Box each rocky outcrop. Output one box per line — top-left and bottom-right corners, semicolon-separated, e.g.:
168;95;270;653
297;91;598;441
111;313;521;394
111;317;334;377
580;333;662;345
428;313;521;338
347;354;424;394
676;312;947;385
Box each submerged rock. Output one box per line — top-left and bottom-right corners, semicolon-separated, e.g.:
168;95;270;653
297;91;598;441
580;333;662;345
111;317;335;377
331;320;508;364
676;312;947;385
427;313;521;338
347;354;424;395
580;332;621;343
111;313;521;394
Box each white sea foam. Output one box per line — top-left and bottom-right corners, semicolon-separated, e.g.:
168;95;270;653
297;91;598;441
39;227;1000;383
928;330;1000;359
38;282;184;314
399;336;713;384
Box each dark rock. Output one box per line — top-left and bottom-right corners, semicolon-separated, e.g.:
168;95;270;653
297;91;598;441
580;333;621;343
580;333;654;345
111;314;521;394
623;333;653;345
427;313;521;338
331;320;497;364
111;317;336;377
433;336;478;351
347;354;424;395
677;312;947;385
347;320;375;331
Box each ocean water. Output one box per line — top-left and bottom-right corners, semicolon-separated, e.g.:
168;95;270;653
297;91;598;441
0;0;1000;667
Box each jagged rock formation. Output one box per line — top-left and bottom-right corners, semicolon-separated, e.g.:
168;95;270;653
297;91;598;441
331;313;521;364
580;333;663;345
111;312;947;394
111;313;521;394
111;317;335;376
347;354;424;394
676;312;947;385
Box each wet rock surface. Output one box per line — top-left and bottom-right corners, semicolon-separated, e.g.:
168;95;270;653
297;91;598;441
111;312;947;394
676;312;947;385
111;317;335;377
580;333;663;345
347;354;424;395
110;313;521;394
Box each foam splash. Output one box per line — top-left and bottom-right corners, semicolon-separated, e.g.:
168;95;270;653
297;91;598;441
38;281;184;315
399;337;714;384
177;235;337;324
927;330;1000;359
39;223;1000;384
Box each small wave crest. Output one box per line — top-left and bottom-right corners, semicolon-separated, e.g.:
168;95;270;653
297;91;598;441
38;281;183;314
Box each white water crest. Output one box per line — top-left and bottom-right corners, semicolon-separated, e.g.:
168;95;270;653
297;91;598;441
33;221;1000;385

■ WORK TO BE COMPLETED ■
Can you scale the stretch from the line containing "Box each wet" through the end of the records? Reproduce every line of it, requests included, with each box coordinate in the answers multiplied by 1.3 and rounded to a whole number, halves rounding up.

■ FINAL RESULT ■
Box each wet rock surface. Output one box per line — top-left and bottom-right corners, semicolon-separated, e.g.:
168;95;270;653
297;91;598;441
144;406;1231;512
879;406;1231;501
144;412;436;490
754;433;862;449
451;460;551;514
143;407;677;512
Box each foam splash. Output one box per line — top-left and bottom-right corners, semicolon-separated, e.g.:
168;95;270;653
297;91;598;441
49;365;239;410
519;438;928;499
230;306;438;421
1205;429;1300;467
51;290;1300;499
Box each small wave crest. Output one box per line — top-left and bottom-right corners, semicolon-separated, e.g.:
168;95;270;653
297;91;598;441
49;365;238;408
Box each white water crest. Output one box per line — top-left and bottom-right corners, semicolon-separated, e.g.:
168;95;270;653
297;91;598;441
43;287;1300;501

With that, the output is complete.